● Set of tasks
[A] Repeat the part of the court order excerpt starting with "UNITED STATES DISTRICT" and going on through "et al., Defendants.".
[B] In one to three sentences, explain why the defendants say the conversations described in the court order excerpt could not create an attorney-client relationship.
[C] Answer these questions using the court order excerpt:
(i) What is the case number?
(ii) Counsel for which company took part in the conversations with the plaintiffs?
(iii) What docket number does the plaintiffs' brief have?

● Selected excerpt
====

UNITED STATES DISTRICT COURT NORTHERN DISTRICT OF CALIFORNIA
Apr 12, 2013
Case No.: 12-cv-01172-YGR (N.D. Cal. Apr. 12, 2013)

Opinion

Case No.: 12-cv-01172-YGR

04-12-2013

JASON TRABAKOOLAS and SHEILA STETSON, individually and on behalf of all others similarly situated, Plaintiffs, v. WATTS WATER TECHNOLOGIES, INC., et al., Defendants.


ORDER REGARDING PRIVILEGE DISPUTE

INVOLVING COUNSEL FOR LIBERTY MUTUAL

INSURANCE COMPANY

The Court has reviewed the parties' submissions regarding their dispute relating to conversations between Plaintiffs Jason Trabakoolas and Sheila Stetson and counsel for Liberty Mutual Insurance Company ("Liberty Mutual"). Plaintiffs assert that "[t]he communications involved legal advice with respect to the water damage to their respective properties caused by Defendants' failed [t]oilet [c]onnectors." (Plaintiffs' Brief Showing Cause Regarding Attorney-Client Communications ["Plaintiffs' Brief"] at 1 [Dkt. No. 112].) Defendants argue that Plaintiffs did not call the attorneys to seek legal advice or representation, and that Plaintiffs were "cold-called" for the purpose of soliciting named representatives for this action, which cannot create an attorney-client relationship. (Defendants' Brief on the Order to Show Cause Regarding Discovery of Communications with Plaintiffs' Insurance Company ["Defendants' Brief] at 1 [Dkt. No. 115].)

====

Stored records
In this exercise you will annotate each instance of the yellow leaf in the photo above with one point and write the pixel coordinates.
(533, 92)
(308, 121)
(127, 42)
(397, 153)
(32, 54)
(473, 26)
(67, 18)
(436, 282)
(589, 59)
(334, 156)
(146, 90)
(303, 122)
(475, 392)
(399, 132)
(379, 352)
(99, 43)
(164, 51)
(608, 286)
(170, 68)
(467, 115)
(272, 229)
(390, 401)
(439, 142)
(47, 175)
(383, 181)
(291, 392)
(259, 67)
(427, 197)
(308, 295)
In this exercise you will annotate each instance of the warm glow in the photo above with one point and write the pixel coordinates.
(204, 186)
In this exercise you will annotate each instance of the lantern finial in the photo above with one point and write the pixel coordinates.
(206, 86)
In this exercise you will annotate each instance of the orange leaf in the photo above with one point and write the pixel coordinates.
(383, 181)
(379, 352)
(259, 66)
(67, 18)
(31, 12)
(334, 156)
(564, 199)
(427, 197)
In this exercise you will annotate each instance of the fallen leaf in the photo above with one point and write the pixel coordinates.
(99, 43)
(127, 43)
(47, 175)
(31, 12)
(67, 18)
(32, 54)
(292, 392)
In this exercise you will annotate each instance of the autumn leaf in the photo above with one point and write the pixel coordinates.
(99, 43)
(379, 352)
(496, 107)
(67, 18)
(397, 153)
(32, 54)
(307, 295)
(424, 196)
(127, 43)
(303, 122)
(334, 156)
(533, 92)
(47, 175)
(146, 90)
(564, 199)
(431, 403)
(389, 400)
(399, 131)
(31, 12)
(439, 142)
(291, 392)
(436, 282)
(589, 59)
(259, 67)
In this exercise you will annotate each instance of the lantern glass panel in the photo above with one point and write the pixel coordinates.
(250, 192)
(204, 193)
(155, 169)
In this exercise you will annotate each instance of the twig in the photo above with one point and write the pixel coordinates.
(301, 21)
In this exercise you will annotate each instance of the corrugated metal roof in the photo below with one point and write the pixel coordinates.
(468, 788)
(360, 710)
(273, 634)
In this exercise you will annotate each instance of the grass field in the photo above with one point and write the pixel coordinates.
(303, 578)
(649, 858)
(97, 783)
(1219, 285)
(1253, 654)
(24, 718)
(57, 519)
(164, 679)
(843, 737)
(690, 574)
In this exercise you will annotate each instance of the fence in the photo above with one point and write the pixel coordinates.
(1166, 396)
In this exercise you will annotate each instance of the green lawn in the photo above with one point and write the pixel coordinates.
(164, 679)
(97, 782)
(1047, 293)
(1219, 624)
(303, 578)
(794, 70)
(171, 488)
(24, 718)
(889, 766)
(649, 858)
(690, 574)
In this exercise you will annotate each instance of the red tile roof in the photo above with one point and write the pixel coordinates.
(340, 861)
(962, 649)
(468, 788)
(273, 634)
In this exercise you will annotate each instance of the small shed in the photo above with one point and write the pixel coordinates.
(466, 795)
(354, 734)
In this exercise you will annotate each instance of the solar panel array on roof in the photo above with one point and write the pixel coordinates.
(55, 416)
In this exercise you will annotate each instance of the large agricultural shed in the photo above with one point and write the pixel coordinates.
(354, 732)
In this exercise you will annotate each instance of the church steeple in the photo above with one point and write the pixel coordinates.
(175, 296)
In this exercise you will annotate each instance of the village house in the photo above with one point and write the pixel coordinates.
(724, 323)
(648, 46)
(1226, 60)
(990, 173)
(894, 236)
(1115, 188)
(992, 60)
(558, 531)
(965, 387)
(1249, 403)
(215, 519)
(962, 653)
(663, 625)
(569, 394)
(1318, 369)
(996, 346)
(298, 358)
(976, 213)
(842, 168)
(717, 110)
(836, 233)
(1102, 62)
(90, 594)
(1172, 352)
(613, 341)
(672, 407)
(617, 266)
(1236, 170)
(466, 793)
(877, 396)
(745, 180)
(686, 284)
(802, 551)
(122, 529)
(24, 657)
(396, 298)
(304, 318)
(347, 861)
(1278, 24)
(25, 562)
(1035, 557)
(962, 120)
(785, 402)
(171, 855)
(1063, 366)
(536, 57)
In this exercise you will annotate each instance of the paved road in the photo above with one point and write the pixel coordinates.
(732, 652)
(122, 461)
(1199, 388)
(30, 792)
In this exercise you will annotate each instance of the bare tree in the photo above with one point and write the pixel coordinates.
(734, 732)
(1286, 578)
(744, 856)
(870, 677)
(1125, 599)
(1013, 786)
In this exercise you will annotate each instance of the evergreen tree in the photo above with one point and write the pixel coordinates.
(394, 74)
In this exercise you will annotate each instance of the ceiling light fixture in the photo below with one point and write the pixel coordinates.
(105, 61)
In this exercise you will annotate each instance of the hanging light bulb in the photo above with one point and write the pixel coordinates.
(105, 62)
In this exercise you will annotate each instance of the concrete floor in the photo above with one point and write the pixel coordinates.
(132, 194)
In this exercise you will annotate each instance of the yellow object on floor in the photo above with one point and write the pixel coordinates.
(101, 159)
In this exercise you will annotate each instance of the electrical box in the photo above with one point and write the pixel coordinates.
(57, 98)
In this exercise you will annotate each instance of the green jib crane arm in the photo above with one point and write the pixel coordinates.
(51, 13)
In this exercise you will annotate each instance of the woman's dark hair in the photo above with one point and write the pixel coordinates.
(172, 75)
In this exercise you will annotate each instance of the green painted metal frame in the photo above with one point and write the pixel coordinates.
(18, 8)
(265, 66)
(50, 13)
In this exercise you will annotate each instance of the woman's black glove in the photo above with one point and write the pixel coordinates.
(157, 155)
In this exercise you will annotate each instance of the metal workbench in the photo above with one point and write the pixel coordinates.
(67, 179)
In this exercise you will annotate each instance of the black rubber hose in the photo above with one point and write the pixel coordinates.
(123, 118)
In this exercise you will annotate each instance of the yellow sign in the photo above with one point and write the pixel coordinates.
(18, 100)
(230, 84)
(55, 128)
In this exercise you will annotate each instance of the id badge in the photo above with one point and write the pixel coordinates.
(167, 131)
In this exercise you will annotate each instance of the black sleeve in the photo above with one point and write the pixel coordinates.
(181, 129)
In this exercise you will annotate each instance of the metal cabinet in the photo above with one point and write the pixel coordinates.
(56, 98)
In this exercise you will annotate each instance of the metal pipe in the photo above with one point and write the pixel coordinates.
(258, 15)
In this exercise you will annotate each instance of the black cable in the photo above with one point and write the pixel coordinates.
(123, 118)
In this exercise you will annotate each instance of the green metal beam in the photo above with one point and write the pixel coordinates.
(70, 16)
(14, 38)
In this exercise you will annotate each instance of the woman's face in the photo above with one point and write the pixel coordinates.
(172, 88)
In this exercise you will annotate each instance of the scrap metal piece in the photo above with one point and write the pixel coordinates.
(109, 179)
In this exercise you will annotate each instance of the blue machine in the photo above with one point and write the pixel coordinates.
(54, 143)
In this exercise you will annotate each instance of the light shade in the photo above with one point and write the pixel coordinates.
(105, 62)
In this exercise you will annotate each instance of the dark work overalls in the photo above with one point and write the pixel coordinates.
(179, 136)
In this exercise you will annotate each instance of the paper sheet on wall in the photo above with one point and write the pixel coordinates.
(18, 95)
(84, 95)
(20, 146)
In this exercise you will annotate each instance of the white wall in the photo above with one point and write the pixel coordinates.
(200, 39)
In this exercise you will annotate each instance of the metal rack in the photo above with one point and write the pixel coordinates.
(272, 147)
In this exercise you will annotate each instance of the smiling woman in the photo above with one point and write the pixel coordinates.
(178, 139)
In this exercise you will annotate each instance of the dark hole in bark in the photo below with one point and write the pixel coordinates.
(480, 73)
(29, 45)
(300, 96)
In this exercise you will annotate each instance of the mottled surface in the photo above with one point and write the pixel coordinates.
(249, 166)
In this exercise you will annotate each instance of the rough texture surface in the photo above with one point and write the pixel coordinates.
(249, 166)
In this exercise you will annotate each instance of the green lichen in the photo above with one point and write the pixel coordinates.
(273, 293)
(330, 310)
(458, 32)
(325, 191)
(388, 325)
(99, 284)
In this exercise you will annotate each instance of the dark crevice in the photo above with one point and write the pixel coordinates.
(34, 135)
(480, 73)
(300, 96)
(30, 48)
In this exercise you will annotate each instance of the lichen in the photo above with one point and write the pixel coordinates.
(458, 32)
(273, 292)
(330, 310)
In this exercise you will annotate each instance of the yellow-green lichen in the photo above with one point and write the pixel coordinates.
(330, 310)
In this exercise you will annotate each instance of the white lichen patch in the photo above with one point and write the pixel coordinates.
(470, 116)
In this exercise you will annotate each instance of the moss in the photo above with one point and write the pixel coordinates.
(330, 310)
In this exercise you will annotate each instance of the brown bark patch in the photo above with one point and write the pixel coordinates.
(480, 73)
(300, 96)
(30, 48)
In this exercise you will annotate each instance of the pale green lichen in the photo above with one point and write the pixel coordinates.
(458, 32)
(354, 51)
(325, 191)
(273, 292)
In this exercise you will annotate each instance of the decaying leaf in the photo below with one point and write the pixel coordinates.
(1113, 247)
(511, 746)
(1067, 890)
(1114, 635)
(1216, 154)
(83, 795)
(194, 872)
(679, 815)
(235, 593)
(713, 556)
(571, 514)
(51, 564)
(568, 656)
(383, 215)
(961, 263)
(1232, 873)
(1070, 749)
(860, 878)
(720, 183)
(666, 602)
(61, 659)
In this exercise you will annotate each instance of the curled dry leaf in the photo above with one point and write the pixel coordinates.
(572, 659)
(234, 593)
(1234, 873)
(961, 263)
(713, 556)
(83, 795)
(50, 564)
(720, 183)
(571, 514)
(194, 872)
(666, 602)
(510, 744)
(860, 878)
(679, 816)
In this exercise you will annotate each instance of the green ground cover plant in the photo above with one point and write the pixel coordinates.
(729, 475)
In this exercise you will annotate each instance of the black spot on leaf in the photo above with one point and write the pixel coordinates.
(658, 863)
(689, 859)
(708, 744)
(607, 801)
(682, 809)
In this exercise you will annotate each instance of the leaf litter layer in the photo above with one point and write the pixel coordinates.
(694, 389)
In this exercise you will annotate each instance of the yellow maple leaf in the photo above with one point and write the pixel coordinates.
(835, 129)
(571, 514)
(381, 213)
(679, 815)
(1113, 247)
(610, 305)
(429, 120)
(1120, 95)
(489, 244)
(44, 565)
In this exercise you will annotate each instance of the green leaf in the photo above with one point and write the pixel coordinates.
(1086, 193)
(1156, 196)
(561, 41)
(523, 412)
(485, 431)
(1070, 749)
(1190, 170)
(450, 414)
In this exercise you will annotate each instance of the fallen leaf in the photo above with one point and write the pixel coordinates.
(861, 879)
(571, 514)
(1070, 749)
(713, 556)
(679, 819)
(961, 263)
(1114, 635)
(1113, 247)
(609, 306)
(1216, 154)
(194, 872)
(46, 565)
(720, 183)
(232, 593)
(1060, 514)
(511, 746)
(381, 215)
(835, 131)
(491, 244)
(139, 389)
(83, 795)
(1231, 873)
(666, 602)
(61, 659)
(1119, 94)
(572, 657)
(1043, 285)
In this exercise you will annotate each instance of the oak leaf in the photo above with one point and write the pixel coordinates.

====

● Responses
[A]
UNITED STATES DISTRICT COURT NORTHERN DISTRICT OF CALIFORNIA
Apr 12, 2013
Case No.: 12-cv-01172-YGR (N.D. Cal. Apr. 12, 2013)

Opinion

Case No.: 12-cv-01172-YGR

04-12-2013

JASON TRABAKOOLAS and SHEILA STETSON, individually and on behalf of all others similarly situated, Plaintiffs, v. WATTS WATER TECHNOLOGIES, INC., et al., Defendants.

[B] The defendants argue that the plaintiffs did not call the attorneys to seek legal advice or representation. Instead, the plaintiffs were "cold-called" to be solicited as named representatives for this action, and such contact cannot create an attorney-client relationship.

[C]
(i) 12-cv-01172-YGR
(ii) Liberty Mutual Insurance Company
(iii) Dkt. No. 112